Supplied material START

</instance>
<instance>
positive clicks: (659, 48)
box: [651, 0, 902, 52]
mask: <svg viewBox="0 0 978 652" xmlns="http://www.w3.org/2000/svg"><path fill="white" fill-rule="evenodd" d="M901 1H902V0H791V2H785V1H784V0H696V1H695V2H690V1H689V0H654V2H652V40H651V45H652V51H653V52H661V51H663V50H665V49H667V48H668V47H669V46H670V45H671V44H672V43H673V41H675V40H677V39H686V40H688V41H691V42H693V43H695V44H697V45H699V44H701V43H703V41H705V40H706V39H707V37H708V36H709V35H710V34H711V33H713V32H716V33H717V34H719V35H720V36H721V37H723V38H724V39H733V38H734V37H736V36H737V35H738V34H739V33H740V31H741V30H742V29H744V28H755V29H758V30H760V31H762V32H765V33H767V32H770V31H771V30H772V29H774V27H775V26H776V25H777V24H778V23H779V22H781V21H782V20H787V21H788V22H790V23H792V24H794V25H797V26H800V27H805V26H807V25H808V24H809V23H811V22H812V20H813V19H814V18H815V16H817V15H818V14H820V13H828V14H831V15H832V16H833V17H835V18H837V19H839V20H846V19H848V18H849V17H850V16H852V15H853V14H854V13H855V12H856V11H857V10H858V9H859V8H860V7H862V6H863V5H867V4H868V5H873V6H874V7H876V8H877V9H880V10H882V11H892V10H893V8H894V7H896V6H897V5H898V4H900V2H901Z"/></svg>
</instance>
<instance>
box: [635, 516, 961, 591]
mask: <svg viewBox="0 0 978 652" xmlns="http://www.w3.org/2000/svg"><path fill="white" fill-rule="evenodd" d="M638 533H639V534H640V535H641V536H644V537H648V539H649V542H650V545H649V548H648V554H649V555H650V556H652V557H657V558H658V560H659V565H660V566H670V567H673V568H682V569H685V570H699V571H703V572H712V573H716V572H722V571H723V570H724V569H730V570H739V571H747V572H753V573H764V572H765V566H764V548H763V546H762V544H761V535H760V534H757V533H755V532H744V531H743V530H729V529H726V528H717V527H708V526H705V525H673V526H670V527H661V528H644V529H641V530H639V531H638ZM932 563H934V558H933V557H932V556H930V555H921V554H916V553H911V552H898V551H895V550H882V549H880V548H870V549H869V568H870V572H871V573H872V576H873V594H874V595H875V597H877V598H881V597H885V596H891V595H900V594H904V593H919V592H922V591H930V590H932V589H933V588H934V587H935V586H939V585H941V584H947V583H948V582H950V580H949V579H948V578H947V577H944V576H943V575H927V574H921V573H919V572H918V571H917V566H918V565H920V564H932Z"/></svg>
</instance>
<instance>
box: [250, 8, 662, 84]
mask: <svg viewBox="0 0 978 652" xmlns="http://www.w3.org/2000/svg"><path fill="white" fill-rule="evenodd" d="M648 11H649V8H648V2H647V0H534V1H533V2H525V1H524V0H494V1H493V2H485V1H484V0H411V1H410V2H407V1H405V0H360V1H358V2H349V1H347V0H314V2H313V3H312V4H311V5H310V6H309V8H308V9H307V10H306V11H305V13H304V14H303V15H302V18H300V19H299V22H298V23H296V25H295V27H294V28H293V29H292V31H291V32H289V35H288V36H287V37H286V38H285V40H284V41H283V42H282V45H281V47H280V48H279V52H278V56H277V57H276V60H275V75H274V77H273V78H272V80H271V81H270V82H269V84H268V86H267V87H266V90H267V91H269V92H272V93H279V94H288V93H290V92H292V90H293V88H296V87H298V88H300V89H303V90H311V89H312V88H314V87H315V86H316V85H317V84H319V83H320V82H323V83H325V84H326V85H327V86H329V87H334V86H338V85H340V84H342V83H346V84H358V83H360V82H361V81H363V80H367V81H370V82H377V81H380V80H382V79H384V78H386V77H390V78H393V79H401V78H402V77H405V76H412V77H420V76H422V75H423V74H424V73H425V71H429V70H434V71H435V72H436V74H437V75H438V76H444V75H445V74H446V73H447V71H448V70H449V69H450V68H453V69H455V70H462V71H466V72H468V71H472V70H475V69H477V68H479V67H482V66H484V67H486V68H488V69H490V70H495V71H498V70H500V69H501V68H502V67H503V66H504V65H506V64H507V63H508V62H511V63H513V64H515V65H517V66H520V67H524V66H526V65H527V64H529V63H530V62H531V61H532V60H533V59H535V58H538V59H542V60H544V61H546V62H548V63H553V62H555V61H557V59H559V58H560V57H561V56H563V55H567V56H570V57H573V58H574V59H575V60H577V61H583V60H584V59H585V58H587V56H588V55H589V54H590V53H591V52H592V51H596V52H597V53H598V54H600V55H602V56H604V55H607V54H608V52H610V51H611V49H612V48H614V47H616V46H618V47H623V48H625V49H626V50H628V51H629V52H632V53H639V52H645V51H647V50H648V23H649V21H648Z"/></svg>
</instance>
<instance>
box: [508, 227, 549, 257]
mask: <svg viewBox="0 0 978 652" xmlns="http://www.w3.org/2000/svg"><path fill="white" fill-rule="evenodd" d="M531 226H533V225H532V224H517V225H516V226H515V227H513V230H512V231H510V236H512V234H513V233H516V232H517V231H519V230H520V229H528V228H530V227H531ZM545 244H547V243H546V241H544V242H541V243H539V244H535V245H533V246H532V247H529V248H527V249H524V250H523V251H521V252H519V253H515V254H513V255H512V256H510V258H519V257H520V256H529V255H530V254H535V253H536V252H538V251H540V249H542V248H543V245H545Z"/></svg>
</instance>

Supplied material END
Supplied material START

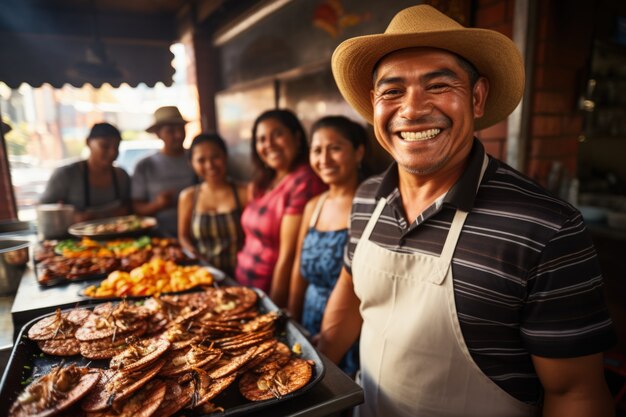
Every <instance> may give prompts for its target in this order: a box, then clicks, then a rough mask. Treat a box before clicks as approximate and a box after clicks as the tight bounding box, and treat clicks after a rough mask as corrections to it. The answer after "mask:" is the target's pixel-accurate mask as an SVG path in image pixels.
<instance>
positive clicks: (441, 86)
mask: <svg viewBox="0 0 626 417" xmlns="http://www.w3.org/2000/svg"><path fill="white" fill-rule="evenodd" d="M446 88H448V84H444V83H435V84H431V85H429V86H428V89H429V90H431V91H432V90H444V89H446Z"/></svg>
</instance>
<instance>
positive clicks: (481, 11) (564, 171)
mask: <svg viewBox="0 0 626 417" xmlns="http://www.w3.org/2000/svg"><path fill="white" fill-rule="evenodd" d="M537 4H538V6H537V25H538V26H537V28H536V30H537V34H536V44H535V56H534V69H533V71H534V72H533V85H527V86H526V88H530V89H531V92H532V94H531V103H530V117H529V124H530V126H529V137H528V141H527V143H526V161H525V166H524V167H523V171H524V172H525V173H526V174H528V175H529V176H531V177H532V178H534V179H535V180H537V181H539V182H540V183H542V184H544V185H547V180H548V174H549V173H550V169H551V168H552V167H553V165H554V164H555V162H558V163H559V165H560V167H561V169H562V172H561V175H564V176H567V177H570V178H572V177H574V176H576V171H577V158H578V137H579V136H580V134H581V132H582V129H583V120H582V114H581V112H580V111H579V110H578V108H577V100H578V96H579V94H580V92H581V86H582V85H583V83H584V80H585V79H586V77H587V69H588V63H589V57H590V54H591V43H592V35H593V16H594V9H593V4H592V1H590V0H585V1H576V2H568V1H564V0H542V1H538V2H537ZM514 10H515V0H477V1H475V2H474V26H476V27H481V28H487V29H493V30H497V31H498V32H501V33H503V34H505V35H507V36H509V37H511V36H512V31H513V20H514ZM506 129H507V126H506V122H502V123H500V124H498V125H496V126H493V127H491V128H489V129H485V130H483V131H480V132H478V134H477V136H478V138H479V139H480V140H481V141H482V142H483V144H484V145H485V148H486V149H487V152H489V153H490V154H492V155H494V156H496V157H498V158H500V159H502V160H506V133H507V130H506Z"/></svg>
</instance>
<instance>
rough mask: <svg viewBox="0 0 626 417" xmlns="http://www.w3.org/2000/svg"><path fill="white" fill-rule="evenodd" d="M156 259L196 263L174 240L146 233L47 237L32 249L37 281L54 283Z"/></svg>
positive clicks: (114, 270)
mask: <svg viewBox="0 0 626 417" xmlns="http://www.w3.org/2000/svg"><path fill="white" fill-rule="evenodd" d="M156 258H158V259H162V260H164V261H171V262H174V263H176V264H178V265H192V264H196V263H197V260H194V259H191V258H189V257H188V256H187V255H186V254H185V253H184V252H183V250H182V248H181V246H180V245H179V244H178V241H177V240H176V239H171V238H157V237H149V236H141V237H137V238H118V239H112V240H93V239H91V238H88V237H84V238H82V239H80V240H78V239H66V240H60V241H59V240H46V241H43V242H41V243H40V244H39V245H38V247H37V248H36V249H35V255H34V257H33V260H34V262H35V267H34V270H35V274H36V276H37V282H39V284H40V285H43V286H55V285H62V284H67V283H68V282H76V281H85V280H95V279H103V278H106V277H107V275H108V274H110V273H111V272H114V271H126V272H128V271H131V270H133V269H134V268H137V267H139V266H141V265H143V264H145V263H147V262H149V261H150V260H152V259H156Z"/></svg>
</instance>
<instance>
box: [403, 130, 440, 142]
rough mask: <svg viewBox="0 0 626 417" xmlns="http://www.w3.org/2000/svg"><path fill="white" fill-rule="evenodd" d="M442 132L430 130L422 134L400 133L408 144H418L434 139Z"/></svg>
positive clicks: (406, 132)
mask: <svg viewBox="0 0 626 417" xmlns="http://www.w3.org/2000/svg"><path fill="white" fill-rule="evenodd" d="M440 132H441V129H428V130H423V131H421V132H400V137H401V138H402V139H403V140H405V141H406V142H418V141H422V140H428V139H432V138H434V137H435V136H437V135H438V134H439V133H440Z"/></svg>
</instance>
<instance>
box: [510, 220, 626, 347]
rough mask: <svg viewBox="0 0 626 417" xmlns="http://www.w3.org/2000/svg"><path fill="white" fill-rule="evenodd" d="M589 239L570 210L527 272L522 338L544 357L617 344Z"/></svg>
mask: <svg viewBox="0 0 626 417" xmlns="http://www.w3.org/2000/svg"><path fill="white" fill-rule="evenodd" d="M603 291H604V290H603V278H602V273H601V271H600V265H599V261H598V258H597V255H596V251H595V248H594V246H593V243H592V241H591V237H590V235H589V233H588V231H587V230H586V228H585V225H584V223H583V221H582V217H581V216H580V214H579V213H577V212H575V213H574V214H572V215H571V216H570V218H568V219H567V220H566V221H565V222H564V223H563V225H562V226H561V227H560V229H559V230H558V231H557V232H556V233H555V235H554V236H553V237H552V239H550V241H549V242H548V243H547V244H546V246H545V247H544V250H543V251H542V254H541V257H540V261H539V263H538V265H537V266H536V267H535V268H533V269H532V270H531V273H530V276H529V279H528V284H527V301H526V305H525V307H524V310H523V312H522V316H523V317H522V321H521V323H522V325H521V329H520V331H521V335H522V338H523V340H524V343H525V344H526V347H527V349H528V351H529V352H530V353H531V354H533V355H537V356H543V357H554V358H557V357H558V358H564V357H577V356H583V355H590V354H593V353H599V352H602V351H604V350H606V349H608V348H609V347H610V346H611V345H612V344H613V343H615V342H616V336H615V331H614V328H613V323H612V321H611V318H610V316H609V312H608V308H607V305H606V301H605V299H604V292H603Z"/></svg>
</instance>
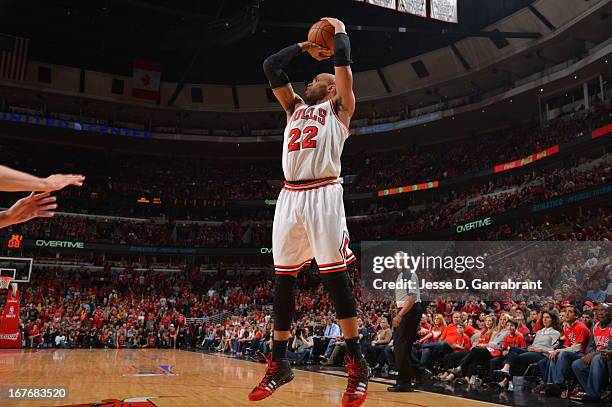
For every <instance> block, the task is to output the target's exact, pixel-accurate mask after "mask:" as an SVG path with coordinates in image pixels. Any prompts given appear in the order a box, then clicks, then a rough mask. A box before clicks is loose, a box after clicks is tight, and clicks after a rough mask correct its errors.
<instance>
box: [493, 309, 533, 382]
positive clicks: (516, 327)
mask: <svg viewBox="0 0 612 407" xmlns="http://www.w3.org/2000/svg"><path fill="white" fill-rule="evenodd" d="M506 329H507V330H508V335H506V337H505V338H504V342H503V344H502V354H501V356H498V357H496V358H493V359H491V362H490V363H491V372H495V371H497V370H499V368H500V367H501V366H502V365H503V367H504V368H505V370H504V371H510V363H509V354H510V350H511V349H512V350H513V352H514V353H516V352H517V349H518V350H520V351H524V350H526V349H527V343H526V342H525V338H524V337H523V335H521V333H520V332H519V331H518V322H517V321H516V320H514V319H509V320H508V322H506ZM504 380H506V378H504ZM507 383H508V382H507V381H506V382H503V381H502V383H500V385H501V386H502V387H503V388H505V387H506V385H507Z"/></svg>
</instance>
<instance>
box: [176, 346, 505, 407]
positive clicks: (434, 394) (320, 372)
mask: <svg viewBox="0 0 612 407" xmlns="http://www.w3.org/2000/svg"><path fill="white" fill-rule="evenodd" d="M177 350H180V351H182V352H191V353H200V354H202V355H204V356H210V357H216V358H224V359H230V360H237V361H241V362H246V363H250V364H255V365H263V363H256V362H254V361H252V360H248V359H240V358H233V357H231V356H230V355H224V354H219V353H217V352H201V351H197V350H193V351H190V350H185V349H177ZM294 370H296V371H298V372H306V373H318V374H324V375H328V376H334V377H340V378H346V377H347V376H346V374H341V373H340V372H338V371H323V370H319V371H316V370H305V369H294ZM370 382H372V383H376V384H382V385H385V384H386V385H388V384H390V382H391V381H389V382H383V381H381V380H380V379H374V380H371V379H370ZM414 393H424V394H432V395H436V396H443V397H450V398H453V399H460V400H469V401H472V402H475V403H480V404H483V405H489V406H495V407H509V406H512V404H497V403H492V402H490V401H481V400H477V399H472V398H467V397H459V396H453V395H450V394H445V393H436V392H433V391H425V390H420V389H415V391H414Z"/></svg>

Supplied material END
Supplied material START

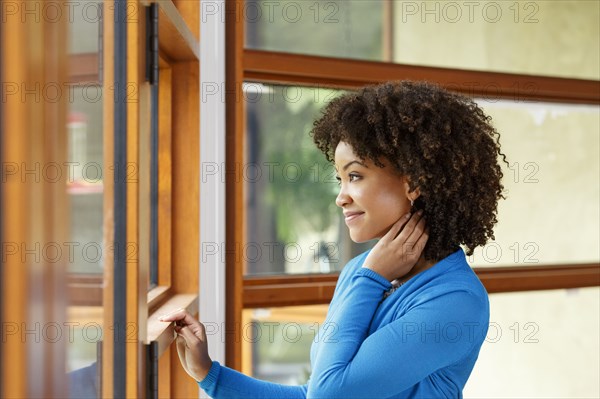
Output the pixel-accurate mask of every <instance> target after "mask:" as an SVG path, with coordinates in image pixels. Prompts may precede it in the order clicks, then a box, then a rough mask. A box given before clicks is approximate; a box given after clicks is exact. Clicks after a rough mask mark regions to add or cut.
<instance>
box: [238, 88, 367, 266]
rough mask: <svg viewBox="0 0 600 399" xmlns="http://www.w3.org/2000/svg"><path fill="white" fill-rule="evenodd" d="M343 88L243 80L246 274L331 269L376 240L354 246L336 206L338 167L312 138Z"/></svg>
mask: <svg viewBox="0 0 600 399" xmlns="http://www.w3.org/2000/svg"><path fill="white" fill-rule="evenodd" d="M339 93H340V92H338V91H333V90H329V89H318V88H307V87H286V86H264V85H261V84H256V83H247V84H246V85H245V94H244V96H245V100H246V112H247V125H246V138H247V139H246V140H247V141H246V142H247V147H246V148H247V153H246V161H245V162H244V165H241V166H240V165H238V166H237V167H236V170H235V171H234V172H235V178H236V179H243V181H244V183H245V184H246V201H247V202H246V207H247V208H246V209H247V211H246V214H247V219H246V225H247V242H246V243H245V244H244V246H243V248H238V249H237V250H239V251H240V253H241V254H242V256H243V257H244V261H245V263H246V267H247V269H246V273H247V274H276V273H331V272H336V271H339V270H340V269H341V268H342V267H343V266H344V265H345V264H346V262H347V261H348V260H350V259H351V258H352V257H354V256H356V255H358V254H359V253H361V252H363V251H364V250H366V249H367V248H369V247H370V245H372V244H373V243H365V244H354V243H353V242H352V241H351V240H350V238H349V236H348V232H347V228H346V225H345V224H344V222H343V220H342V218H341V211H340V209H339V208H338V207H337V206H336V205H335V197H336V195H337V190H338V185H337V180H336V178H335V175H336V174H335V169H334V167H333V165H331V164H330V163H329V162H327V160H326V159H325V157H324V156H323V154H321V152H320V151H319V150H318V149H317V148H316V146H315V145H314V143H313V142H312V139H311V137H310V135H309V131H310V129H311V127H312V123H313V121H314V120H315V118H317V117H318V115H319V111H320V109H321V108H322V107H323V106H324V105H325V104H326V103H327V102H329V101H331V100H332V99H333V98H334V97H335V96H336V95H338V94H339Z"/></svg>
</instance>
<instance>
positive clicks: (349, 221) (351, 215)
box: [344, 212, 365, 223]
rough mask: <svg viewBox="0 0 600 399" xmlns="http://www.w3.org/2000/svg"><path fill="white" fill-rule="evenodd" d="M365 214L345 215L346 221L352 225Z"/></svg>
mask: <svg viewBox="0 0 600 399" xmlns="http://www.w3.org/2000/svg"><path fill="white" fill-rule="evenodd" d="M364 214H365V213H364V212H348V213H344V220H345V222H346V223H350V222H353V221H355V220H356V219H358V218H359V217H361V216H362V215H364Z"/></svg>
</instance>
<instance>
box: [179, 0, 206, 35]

Supplied material END

Requirement
Gather every line in the three blocks above that contains the word "positive", copying each one in full. Case counts.

Written solution
positive clicks: (659, 48)
positive clicks: (441, 86)
positive clicks: (481, 11) (564, 171)
positive clicks: (114, 270)
positive clicks: (406, 132)
positive clicks: (516, 327)
positive clicks: (434, 394) (320, 372)
positive clicks: (349, 221) (351, 215)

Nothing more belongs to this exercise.